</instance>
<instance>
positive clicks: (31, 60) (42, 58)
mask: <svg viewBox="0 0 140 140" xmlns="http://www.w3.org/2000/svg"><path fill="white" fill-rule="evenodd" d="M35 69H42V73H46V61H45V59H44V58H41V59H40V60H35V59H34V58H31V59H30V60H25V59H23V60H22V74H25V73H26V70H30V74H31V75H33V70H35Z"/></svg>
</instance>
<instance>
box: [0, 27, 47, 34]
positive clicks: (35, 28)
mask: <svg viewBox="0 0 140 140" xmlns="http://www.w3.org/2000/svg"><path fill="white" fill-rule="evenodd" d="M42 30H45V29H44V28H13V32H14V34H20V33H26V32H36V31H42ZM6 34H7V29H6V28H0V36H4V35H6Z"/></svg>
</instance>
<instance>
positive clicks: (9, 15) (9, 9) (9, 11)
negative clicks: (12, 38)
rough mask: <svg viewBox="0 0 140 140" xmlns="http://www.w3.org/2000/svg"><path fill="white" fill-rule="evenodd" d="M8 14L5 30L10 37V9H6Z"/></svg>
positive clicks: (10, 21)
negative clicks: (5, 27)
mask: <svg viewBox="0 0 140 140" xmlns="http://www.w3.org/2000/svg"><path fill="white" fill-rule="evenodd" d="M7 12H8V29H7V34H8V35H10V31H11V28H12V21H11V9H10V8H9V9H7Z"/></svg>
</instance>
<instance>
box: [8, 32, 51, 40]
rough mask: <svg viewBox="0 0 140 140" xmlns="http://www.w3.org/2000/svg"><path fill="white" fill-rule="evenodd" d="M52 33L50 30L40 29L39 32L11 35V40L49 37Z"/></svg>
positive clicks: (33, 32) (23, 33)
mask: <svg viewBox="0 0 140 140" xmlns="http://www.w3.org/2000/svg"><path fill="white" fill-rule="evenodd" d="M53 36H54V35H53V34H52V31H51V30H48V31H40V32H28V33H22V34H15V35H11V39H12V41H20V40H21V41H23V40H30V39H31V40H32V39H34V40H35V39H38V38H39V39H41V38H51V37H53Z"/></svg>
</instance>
_____
Exactly the lines from the one containing "negative clicks: (5, 27)" through the final line of the records above are needed, copied word for word.

**Result for this task:**
negative clicks: (5, 27)
mask: <svg viewBox="0 0 140 140" xmlns="http://www.w3.org/2000/svg"><path fill="white" fill-rule="evenodd" d="M7 12H8V29H7V34H8V35H10V31H11V28H12V21H11V9H10V8H9V9H7Z"/></svg>
</instance>
<instance>
box: [8, 32, 51, 40]
rough mask: <svg viewBox="0 0 140 140" xmlns="http://www.w3.org/2000/svg"><path fill="white" fill-rule="evenodd" d="M52 33L50 30L40 29L39 32L11 35V40L49 37Z"/></svg>
positive clicks: (33, 32) (23, 33)
mask: <svg viewBox="0 0 140 140" xmlns="http://www.w3.org/2000/svg"><path fill="white" fill-rule="evenodd" d="M53 36H54V35H53V34H52V31H51V30H48V31H40V32H28V33H22V34H15V35H11V39H12V41H20V40H21V41H23V40H30V39H31V40H32V39H34V40H35V39H38V38H39V39H41V38H51V37H53Z"/></svg>
</instance>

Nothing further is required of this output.